Brief: Search the entries for the word "forest" and copy each line that has it.

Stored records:
::::::::
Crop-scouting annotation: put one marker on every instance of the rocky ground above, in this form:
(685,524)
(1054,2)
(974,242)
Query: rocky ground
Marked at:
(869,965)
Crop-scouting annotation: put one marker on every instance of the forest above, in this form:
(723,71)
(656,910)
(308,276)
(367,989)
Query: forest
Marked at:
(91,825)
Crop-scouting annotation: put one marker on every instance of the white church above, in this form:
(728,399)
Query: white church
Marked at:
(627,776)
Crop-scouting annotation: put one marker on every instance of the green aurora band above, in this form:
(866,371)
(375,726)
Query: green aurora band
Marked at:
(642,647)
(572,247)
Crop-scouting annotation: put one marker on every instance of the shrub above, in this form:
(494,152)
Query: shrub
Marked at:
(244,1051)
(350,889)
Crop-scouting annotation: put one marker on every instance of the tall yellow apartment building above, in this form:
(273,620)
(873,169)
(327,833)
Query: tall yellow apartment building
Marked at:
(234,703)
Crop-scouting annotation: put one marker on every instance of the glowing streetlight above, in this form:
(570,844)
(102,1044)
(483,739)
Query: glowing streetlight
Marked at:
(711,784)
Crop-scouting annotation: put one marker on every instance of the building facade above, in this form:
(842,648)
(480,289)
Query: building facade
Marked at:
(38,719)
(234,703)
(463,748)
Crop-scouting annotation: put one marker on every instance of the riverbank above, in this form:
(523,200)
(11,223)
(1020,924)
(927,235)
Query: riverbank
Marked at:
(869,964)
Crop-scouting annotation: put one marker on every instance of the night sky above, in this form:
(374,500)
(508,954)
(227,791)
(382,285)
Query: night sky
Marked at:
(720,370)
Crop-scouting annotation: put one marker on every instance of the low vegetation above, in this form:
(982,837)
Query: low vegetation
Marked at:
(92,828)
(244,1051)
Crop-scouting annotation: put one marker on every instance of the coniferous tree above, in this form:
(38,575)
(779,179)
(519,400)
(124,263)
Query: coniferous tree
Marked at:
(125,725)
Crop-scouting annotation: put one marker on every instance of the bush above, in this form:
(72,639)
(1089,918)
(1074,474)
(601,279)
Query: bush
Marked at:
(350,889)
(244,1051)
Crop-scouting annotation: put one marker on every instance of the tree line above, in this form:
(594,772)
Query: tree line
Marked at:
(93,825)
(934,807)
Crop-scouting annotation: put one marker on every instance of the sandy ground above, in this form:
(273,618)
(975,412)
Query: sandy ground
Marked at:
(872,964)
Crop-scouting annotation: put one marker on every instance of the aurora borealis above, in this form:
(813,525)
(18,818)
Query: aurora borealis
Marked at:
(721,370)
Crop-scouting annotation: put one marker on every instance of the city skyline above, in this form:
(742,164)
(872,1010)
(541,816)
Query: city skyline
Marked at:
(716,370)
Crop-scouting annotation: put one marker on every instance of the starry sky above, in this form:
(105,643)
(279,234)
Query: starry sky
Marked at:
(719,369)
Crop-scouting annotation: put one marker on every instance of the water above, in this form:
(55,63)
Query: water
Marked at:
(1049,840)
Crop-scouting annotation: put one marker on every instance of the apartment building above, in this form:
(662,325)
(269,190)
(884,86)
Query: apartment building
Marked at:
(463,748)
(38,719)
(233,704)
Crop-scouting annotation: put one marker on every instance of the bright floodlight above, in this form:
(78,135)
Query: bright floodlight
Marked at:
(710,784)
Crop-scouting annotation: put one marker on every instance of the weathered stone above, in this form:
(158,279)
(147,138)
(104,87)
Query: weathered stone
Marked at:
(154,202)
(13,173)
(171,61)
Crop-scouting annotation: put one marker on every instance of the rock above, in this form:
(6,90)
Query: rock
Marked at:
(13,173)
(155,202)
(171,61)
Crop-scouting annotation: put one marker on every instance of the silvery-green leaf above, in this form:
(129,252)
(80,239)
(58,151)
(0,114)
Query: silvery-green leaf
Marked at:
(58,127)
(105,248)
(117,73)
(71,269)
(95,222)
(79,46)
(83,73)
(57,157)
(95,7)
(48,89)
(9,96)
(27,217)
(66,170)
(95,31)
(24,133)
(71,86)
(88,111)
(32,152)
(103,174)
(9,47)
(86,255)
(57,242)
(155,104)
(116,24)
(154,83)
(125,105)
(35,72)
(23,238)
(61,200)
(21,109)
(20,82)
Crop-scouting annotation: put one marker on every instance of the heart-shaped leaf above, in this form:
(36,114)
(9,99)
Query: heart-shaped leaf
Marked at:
::::::::
Response:
Crop-scouting annotation: put one marker on every instance of the forest above, in this form:
Query: forest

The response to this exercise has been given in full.